* Aim: Reproduce the entire article below on Baltimore's experimental music and sound-art community, word for word.

Published by the Students of Johns Hopkins since 1896
May 20, 2025
May 20, 2025 | Published by the Students of Johns Hopkins since 1896

Full of Sound and Fury - Baltimore's experimental music and sound-art community is a breeding ground for big ideas about perception, authenticity, and the nature of sound.

By Robbie Whelan | September 23, 2004

Think Rive Gauche between the wars, or Prague towards the end of the 19th century. Think of any place where the frills that adorn an upper-class arts or intellectual community have been clipped, and the most important thinkers and artists of the era have given up the life of the salon for a seedier existence, where the creative take inspiration from the poor, and the ethos is one of abjection rather than refinement. Think of any of these places, and the picture will look at least a little bit like what is going on in Baltimore today, where a community of avant-garde thinkers and performers based around experimental music and sound is gaining momentum.

In 1990, a group of seven friends who were influenced by a "wide variety of nonconformist sensibilities," and looking to live lives "uncluttered by modernist naivete or post-modernist cynicism" opened Normal's Books and Records on 31st Street near the corner of Greenmount. Seven years later, the Normal's collective bought the space located next door to the book shop and renovated it into the Red Room performance space, a venue that has since hosted over 350 performances of experimental and improvisational music. These are live events that blur the lines between concerts and performance art, of sounds that most people's ears would reject as harsh, dissonant noise.

John Berndt, a 36-year-old CEO of an Internet marketing firm, part-time musician and artist, is one of the original founders of Normal's and managed the Red Room for the first year of its existence. Berndt understands that his passion for experimental music is shared by a very small minority. "Most people who aren't into experimental music think it's really dry. I think it's anything but dry. It gets into rooms of the mind that we, as people, don't usually go into; it's about having a richness of perception that you don't get through other types of music or art."

(Bounding-box records)

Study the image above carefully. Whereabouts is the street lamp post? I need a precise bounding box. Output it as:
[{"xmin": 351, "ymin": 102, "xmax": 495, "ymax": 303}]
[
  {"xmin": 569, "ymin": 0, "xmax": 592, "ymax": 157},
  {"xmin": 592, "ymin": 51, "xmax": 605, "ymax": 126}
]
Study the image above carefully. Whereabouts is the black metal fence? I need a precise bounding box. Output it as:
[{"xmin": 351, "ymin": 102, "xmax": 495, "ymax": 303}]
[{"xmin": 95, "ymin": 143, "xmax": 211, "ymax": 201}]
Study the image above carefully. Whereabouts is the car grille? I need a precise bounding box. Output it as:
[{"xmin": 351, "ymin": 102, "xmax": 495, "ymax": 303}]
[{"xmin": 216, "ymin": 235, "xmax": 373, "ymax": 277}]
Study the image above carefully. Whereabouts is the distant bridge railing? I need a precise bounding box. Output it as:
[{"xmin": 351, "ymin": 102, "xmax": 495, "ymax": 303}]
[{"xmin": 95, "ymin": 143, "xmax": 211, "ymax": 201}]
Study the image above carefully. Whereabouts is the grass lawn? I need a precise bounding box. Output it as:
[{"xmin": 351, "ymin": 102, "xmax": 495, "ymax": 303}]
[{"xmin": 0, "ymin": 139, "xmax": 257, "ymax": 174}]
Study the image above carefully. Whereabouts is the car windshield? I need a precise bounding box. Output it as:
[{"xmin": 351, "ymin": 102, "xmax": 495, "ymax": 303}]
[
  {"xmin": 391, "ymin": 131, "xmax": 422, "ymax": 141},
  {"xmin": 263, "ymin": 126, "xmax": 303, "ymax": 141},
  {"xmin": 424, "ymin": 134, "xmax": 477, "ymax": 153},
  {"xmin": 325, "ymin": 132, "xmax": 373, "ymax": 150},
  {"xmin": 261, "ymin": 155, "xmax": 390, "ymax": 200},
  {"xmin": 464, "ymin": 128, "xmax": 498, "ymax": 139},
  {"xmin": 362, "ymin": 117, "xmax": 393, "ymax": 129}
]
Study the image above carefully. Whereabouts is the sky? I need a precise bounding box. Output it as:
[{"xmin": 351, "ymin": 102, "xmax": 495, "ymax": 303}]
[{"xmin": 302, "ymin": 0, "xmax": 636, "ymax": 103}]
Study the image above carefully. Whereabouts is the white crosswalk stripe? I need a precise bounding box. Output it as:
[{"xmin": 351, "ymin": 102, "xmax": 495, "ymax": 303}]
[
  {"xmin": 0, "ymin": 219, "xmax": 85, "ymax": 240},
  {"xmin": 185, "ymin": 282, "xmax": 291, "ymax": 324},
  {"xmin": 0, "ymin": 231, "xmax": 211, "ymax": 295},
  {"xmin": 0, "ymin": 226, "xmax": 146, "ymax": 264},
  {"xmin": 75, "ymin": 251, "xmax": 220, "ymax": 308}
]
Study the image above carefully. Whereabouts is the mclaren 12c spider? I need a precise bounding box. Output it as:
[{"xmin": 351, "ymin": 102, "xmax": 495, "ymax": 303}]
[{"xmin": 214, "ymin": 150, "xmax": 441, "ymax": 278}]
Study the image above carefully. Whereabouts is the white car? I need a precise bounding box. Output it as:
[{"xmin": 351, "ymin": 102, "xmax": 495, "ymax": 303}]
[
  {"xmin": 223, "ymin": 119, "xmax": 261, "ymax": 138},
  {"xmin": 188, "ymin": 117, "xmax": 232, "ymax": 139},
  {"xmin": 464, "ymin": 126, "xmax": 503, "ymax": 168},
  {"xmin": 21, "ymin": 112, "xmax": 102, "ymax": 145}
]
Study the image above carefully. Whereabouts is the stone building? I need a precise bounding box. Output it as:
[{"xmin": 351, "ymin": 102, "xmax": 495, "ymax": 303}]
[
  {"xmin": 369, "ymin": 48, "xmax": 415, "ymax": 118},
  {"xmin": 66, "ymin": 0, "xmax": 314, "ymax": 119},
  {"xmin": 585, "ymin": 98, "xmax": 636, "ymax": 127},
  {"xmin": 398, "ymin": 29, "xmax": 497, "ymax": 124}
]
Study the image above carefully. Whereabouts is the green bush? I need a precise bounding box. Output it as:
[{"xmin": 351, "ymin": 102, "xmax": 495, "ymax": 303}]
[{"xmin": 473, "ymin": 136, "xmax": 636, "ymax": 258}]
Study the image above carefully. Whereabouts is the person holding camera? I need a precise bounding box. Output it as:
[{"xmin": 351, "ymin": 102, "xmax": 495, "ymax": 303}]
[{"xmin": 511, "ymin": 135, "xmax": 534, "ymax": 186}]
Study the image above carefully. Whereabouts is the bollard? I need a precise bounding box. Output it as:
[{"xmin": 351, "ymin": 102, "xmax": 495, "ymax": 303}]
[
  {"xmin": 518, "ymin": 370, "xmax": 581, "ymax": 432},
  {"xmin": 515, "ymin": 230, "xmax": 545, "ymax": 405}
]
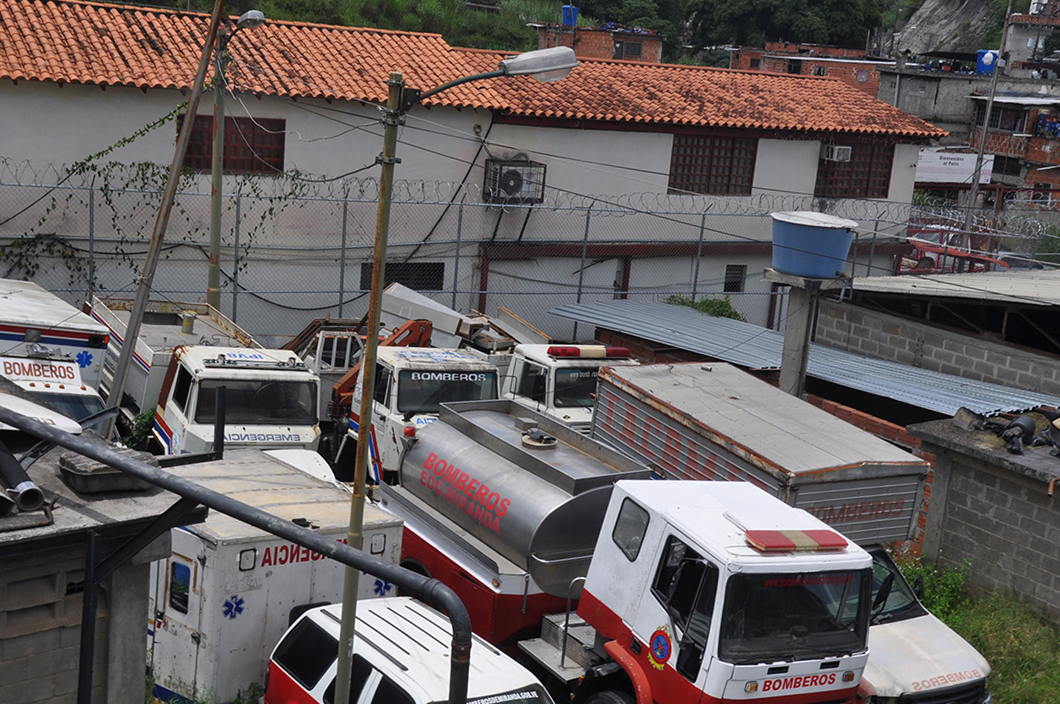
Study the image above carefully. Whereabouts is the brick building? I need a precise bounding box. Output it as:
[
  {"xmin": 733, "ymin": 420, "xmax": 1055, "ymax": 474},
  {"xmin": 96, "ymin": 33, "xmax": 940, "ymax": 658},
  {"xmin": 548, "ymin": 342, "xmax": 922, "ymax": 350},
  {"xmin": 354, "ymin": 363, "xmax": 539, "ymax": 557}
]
[
  {"xmin": 729, "ymin": 41, "xmax": 895, "ymax": 96},
  {"xmin": 534, "ymin": 24, "xmax": 664, "ymax": 64}
]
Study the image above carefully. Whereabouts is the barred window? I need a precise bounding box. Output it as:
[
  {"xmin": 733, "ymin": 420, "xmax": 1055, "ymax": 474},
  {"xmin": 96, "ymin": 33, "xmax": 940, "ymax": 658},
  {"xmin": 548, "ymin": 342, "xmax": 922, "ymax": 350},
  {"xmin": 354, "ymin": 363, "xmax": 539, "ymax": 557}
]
[
  {"xmin": 177, "ymin": 115, "xmax": 287, "ymax": 174},
  {"xmin": 669, "ymin": 135, "xmax": 758, "ymax": 195},
  {"xmin": 813, "ymin": 144, "xmax": 895, "ymax": 198}
]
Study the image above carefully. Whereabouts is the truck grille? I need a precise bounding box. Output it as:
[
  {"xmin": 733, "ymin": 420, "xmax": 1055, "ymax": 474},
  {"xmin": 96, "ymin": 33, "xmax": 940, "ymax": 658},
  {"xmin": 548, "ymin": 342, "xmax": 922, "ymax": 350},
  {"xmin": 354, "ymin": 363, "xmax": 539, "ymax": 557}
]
[{"xmin": 899, "ymin": 682, "xmax": 986, "ymax": 704}]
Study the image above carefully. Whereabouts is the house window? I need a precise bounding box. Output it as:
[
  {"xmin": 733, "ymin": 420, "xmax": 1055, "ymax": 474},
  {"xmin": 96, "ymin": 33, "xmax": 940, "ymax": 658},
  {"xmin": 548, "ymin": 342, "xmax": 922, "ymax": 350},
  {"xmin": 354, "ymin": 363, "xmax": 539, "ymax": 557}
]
[
  {"xmin": 975, "ymin": 103, "xmax": 1027, "ymax": 131},
  {"xmin": 813, "ymin": 143, "xmax": 895, "ymax": 198},
  {"xmin": 177, "ymin": 115, "xmax": 287, "ymax": 174},
  {"xmin": 725, "ymin": 264, "xmax": 747, "ymax": 294},
  {"xmin": 993, "ymin": 155, "xmax": 1023, "ymax": 176},
  {"xmin": 669, "ymin": 135, "xmax": 758, "ymax": 195},
  {"xmin": 360, "ymin": 262, "xmax": 445, "ymax": 291}
]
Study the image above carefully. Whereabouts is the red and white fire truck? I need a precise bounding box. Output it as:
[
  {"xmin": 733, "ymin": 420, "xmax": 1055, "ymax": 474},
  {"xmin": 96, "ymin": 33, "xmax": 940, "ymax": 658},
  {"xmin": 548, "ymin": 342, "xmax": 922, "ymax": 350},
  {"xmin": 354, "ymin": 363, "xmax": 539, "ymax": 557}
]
[{"xmin": 379, "ymin": 400, "xmax": 871, "ymax": 704}]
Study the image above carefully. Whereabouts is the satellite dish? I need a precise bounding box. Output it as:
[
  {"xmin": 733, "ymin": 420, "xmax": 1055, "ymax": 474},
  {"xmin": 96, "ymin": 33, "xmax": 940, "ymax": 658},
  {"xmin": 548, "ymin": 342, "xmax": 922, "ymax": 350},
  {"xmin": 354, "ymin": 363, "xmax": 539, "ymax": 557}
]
[{"xmin": 500, "ymin": 169, "xmax": 523, "ymax": 197}]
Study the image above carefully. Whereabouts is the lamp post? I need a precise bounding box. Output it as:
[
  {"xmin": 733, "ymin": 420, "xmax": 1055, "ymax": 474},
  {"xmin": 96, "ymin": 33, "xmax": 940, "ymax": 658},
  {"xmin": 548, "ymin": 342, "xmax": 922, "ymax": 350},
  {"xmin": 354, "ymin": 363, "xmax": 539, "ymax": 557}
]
[
  {"xmin": 206, "ymin": 10, "xmax": 265, "ymax": 310},
  {"xmin": 335, "ymin": 47, "xmax": 578, "ymax": 704}
]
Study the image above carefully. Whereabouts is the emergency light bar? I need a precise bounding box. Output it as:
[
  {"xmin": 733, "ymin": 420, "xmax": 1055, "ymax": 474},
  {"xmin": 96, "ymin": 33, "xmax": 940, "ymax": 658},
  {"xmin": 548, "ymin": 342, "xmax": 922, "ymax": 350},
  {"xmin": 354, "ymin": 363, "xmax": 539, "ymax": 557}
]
[
  {"xmin": 548, "ymin": 345, "xmax": 630, "ymax": 359},
  {"xmin": 743, "ymin": 529, "xmax": 847, "ymax": 552}
]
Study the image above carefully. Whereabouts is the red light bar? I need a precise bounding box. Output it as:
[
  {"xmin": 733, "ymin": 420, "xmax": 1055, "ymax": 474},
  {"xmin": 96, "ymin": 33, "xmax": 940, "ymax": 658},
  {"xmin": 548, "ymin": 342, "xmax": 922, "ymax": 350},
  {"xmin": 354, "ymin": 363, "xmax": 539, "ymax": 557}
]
[
  {"xmin": 743, "ymin": 529, "xmax": 847, "ymax": 552},
  {"xmin": 547, "ymin": 345, "xmax": 630, "ymax": 359}
]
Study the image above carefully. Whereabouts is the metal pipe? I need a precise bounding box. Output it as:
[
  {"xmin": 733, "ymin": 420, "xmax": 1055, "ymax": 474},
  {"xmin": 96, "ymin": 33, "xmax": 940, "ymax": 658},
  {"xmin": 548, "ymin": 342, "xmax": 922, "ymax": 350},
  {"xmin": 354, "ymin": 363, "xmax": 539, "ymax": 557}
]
[
  {"xmin": 0, "ymin": 442, "xmax": 45, "ymax": 511},
  {"xmin": 0, "ymin": 406, "xmax": 472, "ymax": 704},
  {"xmin": 338, "ymin": 190, "xmax": 350, "ymax": 313}
]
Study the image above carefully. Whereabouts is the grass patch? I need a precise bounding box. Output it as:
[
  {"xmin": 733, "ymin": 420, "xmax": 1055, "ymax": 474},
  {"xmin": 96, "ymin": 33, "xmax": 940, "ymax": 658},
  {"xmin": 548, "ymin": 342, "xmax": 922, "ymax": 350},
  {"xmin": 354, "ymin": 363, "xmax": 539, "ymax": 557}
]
[
  {"xmin": 666, "ymin": 294, "xmax": 747, "ymax": 322},
  {"xmin": 899, "ymin": 559, "xmax": 1060, "ymax": 704}
]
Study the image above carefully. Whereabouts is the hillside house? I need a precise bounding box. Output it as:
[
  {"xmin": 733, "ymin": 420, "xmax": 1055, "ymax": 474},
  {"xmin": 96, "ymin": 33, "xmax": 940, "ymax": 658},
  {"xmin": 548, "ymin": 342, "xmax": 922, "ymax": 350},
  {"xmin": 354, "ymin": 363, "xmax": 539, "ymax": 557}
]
[{"xmin": 0, "ymin": 0, "xmax": 944, "ymax": 338}]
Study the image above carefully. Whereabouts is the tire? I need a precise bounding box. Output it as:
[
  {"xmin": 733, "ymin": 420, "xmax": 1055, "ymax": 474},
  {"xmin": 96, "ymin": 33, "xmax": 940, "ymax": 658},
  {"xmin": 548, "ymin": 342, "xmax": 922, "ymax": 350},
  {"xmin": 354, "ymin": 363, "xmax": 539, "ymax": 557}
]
[{"xmin": 585, "ymin": 689, "xmax": 637, "ymax": 704}]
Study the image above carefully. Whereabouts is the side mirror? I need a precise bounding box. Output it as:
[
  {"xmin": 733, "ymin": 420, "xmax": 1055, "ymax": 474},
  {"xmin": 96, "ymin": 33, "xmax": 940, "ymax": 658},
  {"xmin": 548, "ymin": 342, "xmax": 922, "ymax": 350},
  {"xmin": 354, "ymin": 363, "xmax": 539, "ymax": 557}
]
[{"xmin": 872, "ymin": 575, "xmax": 895, "ymax": 612}]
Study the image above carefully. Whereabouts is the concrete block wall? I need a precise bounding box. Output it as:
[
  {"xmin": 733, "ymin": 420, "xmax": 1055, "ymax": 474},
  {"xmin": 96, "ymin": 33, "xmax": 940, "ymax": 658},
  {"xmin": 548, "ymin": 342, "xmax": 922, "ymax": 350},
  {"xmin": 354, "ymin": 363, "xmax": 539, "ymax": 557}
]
[
  {"xmin": 815, "ymin": 300, "xmax": 1060, "ymax": 394},
  {"xmin": 925, "ymin": 455, "xmax": 1060, "ymax": 621},
  {"xmin": 0, "ymin": 551, "xmax": 109, "ymax": 704}
]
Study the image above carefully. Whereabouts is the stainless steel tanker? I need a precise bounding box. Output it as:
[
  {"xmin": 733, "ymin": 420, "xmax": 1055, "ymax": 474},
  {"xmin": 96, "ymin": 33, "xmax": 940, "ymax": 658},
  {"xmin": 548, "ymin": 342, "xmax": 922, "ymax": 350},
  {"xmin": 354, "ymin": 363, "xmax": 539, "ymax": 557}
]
[{"xmin": 399, "ymin": 400, "xmax": 651, "ymax": 597}]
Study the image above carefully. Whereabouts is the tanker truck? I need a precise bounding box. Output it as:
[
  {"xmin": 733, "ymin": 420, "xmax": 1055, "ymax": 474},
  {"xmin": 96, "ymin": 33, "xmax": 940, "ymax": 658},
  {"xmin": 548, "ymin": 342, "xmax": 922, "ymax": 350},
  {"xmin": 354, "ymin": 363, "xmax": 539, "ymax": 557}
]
[
  {"xmin": 378, "ymin": 400, "xmax": 871, "ymax": 704},
  {"xmin": 591, "ymin": 363, "xmax": 990, "ymax": 704}
]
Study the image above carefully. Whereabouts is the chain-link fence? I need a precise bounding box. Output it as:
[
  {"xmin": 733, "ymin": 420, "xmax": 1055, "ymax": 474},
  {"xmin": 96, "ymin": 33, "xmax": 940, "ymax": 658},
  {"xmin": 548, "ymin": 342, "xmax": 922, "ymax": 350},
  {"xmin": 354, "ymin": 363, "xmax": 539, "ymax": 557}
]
[{"xmin": 0, "ymin": 160, "xmax": 1035, "ymax": 339}]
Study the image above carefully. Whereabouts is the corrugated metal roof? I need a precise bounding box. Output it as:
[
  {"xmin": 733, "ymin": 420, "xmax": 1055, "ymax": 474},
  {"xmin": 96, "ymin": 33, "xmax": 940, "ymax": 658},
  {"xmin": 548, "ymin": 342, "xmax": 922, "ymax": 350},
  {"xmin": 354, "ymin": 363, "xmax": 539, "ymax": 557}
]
[
  {"xmin": 549, "ymin": 298, "xmax": 1060, "ymax": 416},
  {"xmin": 853, "ymin": 269, "xmax": 1060, "ymax": 305}
]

* Task response:
Published by the Students of Johns Hopkins since 1896
May 20, 2025
May 20, 2025 | Published by the Students of Johns Hopkins since 1896

Full of Sound and Fury - Baltimore's experimental music and sound-art community is a breeding ground for big ideas about perception, authenticity, and the nature of sound.

By Robbie Whelan | September 23, 2004

Think Rive Gauche between the wars, or Prague towards the end of the 19th century. Think of any place where the frills that adorn an upper-class arts or intellectual community have been clipped, and the most important thinkers and artists of the era have given up the life of the salon for a seedier existence, where the creative take inspiration from the poor, and the ethos is one of abjection rather than refinement. Think of any of these places, and the picture will look at least a little bit like what is going on in Baltimore today, where a community of avant-garde thinkers and performers based around experimental music and sound is gaining momentum.

In 1990, a group of seven friends who were influenced by a "wide variety of nonconformist sensibilities," and looking to live lives "uncluttered by modernist naivete or post-modernist cynicism" opened Normal's Books and Records on 31st Street near the corner of Greenmount. Seven years later, the Normal's collective bought the space located next door to the book shop and renovated it into the Red Room performance space, a venue that has since hosted over 350 performances of experimental and improvisational music. These are live events that blur the lines between concerts and performance art, of sounds that most people's ears would reject as harsh, dissonant noise.

John Berndt, a 36-year-old CEO of an Internet marketing firm, part-time musician and artist, is one of the original founders of Normal's and managed the Red Room for the first year of its existence. Berndt understands that his passion for experimental music is shared by a very small minority. "Most people who aren't into experimental music think it's really dry. I think it's anything but dry. It gets into rooms of the mind that we, as people, don't usually go into; it's about having a richness of perception that you don't get through other types of music or art."